▶ Description of the task: From the records below, please repeat exactly the line that has "Where can the blue bedding", the line that has "Where can the white fur", and every line between them, and nothing else.

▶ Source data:
--------
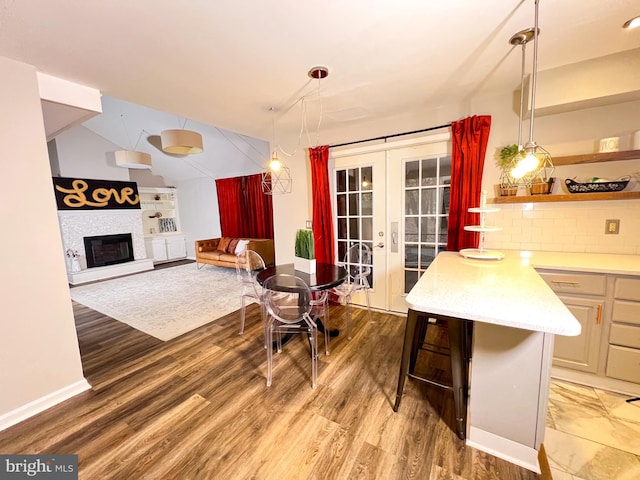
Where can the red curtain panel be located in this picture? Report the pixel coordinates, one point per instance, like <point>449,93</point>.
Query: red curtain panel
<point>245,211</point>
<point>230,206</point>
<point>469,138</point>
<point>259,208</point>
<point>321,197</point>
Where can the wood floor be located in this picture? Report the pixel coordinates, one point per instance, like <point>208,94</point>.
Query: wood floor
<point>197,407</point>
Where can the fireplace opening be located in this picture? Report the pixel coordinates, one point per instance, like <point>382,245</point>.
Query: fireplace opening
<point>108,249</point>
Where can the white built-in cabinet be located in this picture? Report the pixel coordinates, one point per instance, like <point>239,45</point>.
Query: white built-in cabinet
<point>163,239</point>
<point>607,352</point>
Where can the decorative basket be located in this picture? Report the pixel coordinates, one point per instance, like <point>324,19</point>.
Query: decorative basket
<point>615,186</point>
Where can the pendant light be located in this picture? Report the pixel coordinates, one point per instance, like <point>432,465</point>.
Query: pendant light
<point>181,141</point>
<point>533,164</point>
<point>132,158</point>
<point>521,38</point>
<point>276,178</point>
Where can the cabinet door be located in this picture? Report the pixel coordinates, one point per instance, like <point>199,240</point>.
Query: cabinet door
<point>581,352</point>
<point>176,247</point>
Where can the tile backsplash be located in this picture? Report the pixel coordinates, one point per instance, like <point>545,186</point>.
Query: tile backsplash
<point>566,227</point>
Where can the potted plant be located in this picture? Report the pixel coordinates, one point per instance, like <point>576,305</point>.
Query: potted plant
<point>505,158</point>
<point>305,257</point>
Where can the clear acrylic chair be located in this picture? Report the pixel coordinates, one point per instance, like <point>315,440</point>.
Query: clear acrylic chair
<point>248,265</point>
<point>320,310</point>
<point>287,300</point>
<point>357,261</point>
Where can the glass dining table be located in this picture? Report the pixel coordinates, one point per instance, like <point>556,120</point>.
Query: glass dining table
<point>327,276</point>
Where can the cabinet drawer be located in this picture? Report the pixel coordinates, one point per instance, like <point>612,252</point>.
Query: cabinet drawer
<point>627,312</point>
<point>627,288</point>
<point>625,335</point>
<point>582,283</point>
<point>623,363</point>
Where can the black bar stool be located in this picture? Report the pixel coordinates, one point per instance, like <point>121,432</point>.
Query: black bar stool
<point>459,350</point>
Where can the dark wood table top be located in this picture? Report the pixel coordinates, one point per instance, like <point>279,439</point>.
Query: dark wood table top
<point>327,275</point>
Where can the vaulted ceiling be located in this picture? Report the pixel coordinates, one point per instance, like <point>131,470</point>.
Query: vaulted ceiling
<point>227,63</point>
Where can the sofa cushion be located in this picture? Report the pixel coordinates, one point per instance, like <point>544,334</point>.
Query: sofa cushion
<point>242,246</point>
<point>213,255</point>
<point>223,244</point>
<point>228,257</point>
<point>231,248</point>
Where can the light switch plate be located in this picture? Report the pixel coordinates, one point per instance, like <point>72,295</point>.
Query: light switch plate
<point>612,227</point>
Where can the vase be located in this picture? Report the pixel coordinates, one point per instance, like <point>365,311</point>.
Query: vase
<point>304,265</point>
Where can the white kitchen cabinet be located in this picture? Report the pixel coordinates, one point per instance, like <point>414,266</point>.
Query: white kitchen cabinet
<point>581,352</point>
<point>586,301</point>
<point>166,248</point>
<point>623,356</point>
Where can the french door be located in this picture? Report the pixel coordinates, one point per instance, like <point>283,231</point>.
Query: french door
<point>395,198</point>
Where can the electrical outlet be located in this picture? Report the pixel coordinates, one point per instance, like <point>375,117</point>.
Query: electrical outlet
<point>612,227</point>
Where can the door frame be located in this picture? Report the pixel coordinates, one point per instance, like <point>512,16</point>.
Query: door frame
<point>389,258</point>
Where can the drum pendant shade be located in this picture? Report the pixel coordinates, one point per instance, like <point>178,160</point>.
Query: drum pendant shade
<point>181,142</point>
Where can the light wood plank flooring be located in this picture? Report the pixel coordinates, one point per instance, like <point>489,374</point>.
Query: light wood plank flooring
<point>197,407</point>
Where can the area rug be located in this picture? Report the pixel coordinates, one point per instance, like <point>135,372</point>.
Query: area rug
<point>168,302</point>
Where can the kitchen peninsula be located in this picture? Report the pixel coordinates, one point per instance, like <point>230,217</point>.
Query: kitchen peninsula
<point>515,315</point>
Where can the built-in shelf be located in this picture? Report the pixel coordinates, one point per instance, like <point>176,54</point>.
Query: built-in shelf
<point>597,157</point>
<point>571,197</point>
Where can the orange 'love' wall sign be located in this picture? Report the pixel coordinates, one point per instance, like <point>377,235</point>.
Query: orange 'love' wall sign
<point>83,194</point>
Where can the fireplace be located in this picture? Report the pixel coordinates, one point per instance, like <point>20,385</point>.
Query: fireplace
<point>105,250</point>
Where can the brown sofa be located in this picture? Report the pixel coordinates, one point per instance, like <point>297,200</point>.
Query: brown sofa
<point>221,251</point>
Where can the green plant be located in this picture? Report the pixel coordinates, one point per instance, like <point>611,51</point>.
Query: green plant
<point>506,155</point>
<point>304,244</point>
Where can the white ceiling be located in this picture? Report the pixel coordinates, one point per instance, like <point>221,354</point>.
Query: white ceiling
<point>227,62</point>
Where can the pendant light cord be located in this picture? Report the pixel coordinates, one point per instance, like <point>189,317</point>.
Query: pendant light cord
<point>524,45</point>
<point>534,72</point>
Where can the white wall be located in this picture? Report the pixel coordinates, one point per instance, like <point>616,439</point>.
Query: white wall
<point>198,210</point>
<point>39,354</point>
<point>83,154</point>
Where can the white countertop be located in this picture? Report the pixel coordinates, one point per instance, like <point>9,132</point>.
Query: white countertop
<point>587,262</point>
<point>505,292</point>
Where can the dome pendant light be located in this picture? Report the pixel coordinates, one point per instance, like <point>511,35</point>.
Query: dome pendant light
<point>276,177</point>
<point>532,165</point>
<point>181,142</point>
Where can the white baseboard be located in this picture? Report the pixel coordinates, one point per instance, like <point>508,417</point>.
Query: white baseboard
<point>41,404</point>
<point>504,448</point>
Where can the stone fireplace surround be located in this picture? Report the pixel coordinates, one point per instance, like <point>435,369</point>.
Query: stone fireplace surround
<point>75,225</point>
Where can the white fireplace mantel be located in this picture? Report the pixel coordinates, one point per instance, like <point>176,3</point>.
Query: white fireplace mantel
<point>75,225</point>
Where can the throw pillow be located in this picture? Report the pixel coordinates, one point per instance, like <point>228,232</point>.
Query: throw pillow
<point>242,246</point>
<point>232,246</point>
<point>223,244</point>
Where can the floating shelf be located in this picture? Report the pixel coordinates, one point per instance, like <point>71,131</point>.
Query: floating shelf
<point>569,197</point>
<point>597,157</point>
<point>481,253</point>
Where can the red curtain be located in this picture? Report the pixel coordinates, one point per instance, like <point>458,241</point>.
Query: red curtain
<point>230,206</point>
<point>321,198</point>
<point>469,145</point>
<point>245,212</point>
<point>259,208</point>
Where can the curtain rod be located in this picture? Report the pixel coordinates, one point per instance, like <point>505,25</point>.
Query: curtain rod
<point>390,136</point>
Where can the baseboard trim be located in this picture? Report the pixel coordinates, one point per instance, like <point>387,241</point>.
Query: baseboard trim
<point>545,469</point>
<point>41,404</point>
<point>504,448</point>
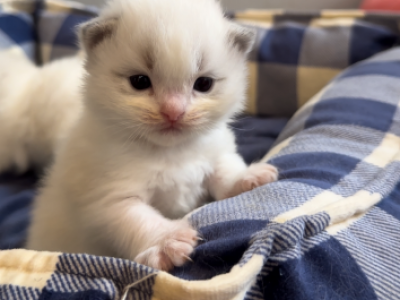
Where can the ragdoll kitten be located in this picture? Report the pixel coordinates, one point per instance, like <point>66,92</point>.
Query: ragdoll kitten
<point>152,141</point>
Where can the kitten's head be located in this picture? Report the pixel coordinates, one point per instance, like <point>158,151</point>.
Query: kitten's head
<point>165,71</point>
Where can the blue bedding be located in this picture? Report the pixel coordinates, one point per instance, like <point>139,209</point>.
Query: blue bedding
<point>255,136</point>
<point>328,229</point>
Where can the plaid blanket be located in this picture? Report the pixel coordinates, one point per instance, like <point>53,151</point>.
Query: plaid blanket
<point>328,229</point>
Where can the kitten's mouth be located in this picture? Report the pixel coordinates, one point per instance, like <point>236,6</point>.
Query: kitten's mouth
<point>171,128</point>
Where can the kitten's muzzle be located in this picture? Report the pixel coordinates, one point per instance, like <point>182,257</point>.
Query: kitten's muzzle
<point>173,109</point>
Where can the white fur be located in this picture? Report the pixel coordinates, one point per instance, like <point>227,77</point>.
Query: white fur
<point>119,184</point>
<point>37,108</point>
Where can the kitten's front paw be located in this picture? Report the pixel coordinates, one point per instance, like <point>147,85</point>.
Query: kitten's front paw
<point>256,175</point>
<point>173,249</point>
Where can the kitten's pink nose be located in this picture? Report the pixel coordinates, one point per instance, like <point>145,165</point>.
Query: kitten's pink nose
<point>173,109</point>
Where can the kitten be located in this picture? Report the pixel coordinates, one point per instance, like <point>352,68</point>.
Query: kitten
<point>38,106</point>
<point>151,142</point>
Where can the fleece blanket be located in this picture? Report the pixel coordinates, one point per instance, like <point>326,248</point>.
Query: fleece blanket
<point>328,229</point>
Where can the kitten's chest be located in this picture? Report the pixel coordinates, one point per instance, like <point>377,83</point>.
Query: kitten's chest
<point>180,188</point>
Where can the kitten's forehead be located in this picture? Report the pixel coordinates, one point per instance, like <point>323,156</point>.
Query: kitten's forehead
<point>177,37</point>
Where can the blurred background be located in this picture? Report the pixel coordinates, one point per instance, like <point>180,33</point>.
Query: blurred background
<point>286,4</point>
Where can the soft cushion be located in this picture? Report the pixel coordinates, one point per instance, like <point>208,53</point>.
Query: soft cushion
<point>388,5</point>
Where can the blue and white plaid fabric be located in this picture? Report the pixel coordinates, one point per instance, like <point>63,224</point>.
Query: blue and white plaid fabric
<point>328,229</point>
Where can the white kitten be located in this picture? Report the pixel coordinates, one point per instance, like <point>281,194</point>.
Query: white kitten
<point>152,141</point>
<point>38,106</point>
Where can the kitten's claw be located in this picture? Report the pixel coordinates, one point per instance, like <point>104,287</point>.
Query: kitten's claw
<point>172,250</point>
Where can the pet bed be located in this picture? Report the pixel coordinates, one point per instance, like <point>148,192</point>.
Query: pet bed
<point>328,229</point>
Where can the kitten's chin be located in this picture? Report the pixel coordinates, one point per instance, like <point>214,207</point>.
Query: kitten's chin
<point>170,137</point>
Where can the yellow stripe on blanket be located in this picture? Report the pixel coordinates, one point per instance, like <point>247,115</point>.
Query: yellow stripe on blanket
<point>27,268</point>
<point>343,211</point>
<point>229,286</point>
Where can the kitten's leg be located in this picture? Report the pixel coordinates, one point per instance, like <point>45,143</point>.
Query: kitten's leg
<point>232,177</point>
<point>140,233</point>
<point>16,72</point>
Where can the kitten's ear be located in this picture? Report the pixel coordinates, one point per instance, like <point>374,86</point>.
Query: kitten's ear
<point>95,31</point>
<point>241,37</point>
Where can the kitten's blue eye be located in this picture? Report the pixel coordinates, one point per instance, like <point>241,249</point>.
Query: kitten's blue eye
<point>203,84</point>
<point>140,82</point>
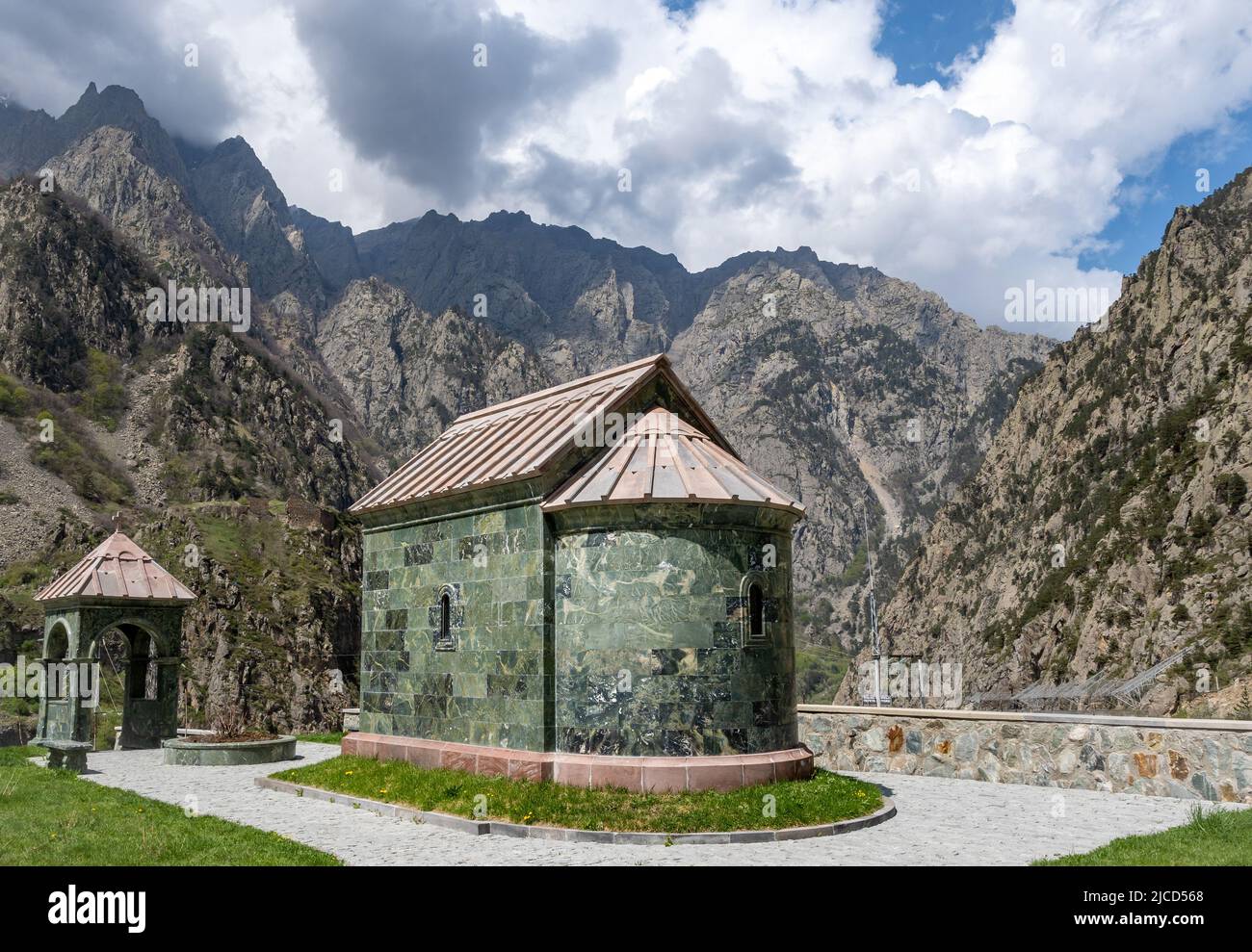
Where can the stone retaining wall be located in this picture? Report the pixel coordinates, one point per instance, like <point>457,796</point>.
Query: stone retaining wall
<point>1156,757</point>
--------
▶ Completed task:
Where can the blue bedding be located in this picture? Report the pixel coordinates, one point per instance, like <point>139,209</point>.
Query: blue bedding
<point>255,136</point>
<point>328,229</point>
Where can the plaid blanket be located in this picture? Report the pixel coordinates, one point per instance, like <point>53,151</point>.
Query: plaid blanket
<point>328,229</point>
Where can the kitten's mouth be located in this picture? Report the pixel coordinates, one point per instance, like <point>236,6</point>.
Query: kitten's mouth
<point>171,128</point>
Where can the kitten's muzzle be located in this picture? Report the pixel coordinates, one point per instance, like <point>182,257</point>.
Query: kitten's muzzle
<point>173,109</point>
Where can the white fur be located in this picture? Report the pixel coordinates, one point per instance, like <point>227,77</point>.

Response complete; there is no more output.